Natural-language object grounding data:
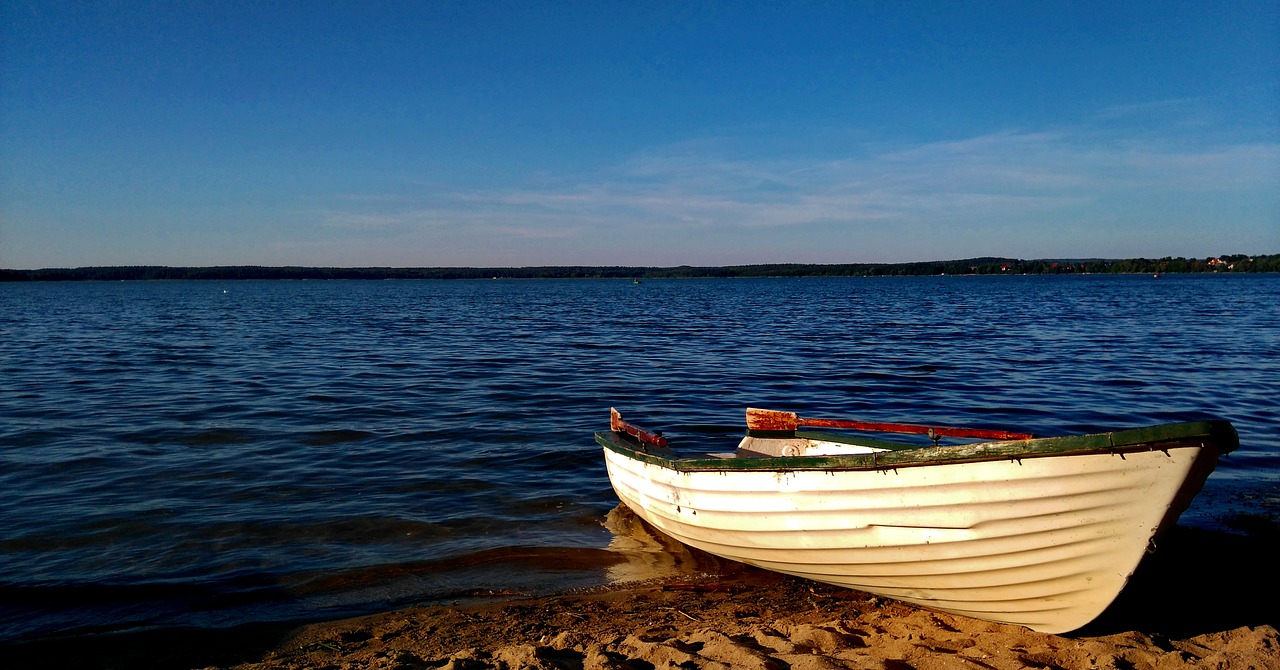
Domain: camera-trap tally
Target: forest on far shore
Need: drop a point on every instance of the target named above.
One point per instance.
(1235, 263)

---

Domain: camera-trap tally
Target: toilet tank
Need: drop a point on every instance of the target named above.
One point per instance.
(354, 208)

==

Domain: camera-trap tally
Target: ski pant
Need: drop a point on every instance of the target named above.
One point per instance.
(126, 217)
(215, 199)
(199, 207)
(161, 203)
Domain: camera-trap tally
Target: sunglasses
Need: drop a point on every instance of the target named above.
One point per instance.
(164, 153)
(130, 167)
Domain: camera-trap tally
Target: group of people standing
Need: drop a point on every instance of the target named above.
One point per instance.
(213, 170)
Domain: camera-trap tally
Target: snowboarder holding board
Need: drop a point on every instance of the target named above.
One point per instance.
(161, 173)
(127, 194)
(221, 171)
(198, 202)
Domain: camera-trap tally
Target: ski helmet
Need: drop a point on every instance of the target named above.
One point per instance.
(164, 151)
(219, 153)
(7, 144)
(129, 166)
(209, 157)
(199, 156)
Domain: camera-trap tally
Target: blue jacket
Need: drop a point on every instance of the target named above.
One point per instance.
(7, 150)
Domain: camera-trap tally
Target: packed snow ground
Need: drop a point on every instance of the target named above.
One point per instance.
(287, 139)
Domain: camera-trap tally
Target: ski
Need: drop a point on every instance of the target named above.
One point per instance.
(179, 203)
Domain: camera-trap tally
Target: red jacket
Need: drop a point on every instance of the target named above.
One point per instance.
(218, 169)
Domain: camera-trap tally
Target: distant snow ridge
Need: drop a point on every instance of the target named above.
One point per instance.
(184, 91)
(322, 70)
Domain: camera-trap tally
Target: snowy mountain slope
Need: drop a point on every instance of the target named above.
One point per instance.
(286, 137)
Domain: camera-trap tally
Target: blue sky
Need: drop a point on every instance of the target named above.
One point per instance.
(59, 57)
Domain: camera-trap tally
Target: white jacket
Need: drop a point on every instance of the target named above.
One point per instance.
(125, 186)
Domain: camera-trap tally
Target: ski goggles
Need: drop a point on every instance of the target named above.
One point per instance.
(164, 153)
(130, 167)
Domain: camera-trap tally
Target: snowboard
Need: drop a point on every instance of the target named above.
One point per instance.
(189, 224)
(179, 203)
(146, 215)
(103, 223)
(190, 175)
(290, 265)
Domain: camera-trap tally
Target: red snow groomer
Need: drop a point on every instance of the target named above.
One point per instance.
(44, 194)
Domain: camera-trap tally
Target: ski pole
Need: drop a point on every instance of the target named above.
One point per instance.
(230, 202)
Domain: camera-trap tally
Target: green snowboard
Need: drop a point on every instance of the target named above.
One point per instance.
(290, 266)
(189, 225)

**Aim of the exercise**.
Filter the records for lines holding the string "jacket". Copy each one.

**Exercise result**.
Target: blue jacket
Target: red jacket
Target: white jacket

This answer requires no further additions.